== Problem requirements ==
Take each line in the entries below that holds "step" and show it.

== Dataset entries ==

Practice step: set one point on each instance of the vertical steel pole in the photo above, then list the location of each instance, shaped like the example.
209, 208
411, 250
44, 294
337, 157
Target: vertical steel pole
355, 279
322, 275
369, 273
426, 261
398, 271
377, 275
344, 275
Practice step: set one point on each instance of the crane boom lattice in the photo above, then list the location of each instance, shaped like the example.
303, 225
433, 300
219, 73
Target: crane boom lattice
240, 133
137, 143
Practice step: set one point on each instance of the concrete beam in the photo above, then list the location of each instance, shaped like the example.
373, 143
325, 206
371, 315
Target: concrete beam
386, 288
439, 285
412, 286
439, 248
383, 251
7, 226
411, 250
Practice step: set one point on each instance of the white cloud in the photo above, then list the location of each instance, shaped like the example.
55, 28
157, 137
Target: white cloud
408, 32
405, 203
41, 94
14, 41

==

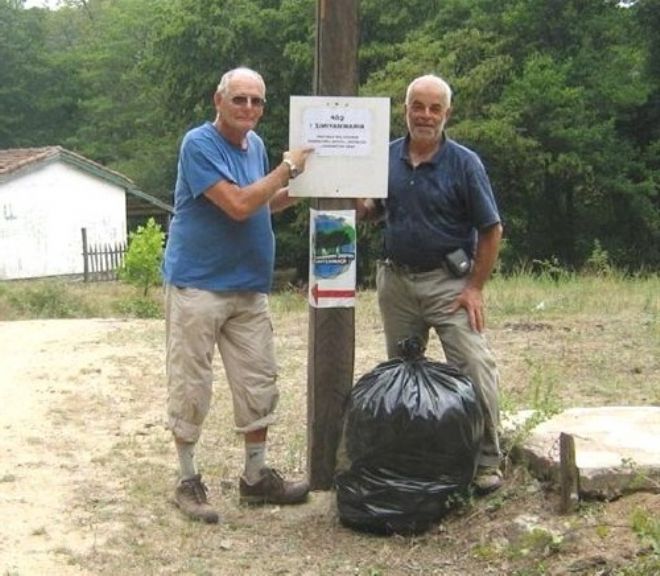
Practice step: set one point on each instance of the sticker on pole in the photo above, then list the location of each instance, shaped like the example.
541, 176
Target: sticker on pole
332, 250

---

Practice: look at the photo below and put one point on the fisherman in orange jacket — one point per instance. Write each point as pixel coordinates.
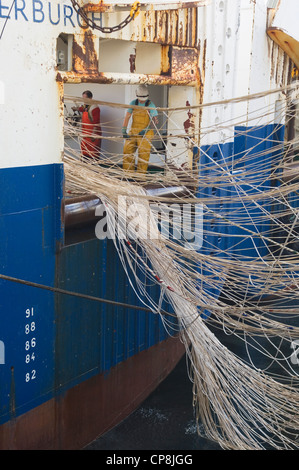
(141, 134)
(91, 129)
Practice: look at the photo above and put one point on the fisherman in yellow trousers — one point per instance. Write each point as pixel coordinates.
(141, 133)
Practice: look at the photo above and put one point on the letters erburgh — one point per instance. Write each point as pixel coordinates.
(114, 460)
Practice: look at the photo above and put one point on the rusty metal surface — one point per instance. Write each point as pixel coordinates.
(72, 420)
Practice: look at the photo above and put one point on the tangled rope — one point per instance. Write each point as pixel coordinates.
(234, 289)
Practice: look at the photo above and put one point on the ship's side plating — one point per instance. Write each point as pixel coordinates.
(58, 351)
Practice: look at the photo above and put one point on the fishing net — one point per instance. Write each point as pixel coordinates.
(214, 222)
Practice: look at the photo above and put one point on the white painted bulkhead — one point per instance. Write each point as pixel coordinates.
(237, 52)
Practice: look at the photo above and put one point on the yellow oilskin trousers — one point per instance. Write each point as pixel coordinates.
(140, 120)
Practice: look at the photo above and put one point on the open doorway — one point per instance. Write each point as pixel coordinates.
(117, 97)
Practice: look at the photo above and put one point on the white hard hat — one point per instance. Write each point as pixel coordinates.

== Exercise output ==
Practice step: set one point on each instance of the vertical steel pole in the photo above, then list the location of each instance, shaped like the example.
Practice step: set one point on each instance of the crane boom lattice in the photo above, then list the location of each instance, shaped like the example.
Practice step: set one point on each instance of the concrete beam in the photo above, then list the location of each instance, shaped like the example.
Practice step: set one point on each instance of the white cloud in the photo above, then list the location of each instance, shaped like the example.
Practice step: set one point on each instance of the sticker on pole in the photo above, then list the location of each instance, shaped like the example.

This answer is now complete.